> [Exercise brief]
Recast the part of the items below that opens with the line containing "Can you find the gray" and runs through the end of the items as a JSON list of strings, with one string per line and any blank lines omitted.

---

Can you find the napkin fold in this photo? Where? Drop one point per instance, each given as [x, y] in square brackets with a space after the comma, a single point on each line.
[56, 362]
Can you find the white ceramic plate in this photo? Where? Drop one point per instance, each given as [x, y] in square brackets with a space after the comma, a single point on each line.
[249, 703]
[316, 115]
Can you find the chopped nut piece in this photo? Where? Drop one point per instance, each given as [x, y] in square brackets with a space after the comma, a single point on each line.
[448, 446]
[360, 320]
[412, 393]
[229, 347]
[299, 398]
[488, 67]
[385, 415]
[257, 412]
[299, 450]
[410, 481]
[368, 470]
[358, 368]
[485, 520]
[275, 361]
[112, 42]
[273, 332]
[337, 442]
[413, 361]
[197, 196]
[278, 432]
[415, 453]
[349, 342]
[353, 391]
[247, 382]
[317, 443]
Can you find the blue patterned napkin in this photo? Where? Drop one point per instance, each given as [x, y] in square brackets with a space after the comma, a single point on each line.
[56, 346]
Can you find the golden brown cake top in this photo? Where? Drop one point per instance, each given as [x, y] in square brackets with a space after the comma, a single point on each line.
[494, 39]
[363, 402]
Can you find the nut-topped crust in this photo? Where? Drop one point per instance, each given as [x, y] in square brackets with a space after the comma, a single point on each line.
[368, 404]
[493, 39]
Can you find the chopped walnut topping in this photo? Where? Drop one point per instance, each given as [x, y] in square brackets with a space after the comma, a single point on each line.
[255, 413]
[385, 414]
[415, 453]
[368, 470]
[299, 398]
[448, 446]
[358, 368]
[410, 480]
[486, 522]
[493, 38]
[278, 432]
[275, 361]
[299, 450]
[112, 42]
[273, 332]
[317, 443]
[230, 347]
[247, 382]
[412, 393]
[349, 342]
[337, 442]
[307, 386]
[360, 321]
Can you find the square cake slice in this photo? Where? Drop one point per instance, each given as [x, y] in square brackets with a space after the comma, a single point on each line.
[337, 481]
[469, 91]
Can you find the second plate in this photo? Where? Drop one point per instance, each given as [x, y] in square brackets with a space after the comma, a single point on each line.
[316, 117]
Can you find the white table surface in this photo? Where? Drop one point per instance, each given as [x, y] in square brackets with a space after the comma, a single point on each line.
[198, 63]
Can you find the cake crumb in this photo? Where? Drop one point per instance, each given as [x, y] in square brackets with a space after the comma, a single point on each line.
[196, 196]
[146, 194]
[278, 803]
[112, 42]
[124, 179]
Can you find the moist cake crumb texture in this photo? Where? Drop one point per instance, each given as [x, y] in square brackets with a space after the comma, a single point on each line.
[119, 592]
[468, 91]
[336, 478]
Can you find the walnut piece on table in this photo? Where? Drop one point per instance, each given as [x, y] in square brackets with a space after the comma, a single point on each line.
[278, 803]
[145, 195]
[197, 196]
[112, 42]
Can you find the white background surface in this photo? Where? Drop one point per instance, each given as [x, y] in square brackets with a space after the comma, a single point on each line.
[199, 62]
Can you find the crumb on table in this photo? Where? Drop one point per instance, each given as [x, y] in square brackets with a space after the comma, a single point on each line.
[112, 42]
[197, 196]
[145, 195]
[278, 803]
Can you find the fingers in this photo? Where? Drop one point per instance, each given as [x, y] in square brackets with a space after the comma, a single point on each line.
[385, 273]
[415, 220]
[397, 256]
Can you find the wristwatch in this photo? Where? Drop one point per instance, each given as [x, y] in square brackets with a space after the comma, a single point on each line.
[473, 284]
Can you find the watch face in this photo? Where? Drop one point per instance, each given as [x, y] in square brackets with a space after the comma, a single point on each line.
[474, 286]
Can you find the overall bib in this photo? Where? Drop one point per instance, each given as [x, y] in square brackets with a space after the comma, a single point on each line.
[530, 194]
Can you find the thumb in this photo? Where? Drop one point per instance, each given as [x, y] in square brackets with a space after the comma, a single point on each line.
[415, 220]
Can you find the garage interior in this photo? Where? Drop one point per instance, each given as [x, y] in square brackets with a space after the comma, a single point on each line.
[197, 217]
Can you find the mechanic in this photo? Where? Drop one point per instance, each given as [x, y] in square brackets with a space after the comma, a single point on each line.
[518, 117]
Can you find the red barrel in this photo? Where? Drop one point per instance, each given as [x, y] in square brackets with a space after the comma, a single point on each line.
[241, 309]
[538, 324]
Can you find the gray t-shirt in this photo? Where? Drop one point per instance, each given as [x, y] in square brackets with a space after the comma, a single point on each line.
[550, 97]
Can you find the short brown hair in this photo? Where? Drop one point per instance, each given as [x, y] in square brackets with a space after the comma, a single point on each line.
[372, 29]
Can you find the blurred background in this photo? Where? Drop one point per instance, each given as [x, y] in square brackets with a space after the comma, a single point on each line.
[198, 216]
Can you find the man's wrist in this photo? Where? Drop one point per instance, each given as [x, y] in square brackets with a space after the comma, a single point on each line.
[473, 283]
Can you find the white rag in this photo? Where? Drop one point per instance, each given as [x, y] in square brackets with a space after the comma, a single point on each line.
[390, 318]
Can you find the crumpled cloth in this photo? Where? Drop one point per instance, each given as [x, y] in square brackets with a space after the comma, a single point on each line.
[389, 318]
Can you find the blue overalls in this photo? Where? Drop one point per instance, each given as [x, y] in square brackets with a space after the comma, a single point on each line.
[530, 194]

---

> [The result]
[
  "Can you find the gray t-shirt in this photo? Where? Drop one point per instance, each given as [x, y] in square brackets with a space after the comma, a single point on each line.",
  "[550, 97]",
  "Can you find the short brown hair in this photo? Where? Drop one point per instance, each given as [x, y] in square brackets with a space after the comma, a single point on each line.",
  "[372, 29]",
  "Can you find the blurred background in this photo? Where? Drop one point per instance, each given as [x, y] in square brackets with a space after the comma, a single point on each line.",
  "[198, 216]",
  "Can you find the man's wrist in this photo? Where? Drop one point per instance, each given as [x, y] in square brackets with a space after the comma, a single point on each line.",
  "[473, 283]",
  "Can you find the white rag in this photo? Where? Drop one point per instance, each given as [x, y] in square brackets with a space after the comma, a single point on each line.",
  "[390, 318]",
  "Can you find the crumpled cloth in this photo? Where? Drop one point per instance, each given as [x, y] in square brackets with a space after the comma, a single point on each line.",
  "[389, 318]",
  "Can you find the blue overalls in this photo? Where? Drop one point per instance, each given as [x, y] in square brackets with a space after the comma, a single point on each line.",
  "[530, 194]"
]